Extend the documentation on writing an Xarray object to an Icechunk store, picking up right after its last line.

Source>
--- begin ---

Write an Xarray object to a group of an Icechunk store.

Parameters:

Name Type Description Default
obj DataArray | Dataset

Xarray object to write

required
session Session

Writable Icechunk Session

required
mode "w", "w-", "a", "a-", r+", None

Persistence mode: "w" means create (overwrite if exists); "w-" means create (fail if exists); "a" means override all existing variables including dimension coordinates (create if does not exist); "a-" means only append those variables that have append_dim. "r+" means modify existing array values only (raise an error if any metadata or shapes would change). The default mode is "a" if append_dim is set. Otherwise, it is "r+" if region is set and w- otherwise.

"w"
group str

Group path. (a.k.a. path in zarr terminology.)

None
encoding dict

Nested dictionary with variable names as keys and dictionaries of variable specific encodings as values, e.g., {"my_variable": {"dtype": "int16", "scale_factor": 0.1,}, ...}

None
append_dim hashable

If set, the dimension along which the data will be appended. All other dimensions on overridden variables must remain the same size.

None
region dict or auto

Optional mapping from dimension names to either a) "auto", or b) integer slices, indicating the region of existing zarr array(s) in which to write this dataset's data.

--- end ---

Data provided>
--- begin ---

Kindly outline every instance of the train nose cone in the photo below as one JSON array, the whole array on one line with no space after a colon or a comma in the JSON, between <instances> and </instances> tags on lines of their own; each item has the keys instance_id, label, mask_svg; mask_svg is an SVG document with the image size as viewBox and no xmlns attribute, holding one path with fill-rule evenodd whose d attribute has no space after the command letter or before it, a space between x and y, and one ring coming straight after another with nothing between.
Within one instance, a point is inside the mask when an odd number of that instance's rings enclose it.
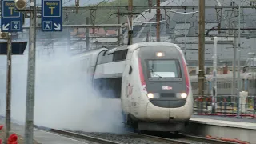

--- end ---

Task result>
If "auto" is provided the existing store will be opened and the region inferred by matching indexes. "auto" can be used as a single string, which will automatically infer the region for all dimensions, or as dictionary values for specific dimensions mixed together with explicit slices for other dimensions.

Alternatively integer slices can be provided; for example, {'x': slice(0, 1000), 'y': slice(10000, 11000)} would indicate that values should be written to the region 0:1000 along x and 10000:11000 along y.

Users are expected to ensure that the specified region aligns with Zarr chunk boundaries, and that dask chunks are also aligned. Xarray makes limited checks that these multiple chunk boundaries line up. It is possible to write incomplete chunks and corrupt the data with this option if you are not careful.

None
safe_chunks bool

If True, only allow writes to when there is a many-to-one relationship between Zarr chunks (specified in encoding) and Dask chunks. Set False to override this restriction; however, data may become corrupted if Zarr arrays are written in parallel. In addition to the many-to-one relationship validation, it also detects partial chunks writes when using the region parameter, these partial chunks are considered unsafe in the mode "r+" but safe in the mode "a". Note: Even with these validations it can still be unsafe to write two or more chunked arrays in the same location in parallel if they are not writing in independent regions.

True
align_chunks bool

If True, rechunks the Dask array to align with Zarr chunks before writing. This ensures each Dask chunk maps to one or more contiguous Zarr chunks, which avoids race conditions. Internally, the process sets safe_chunks=False and tries to preserve the original Dask chunking as much as possible. Note: While this alignment avoids write conflicts stemming from chunk boundary misalignment, it does not protect against race conditions if multiple uncoordinated processes write to the same Zarr array concurrently.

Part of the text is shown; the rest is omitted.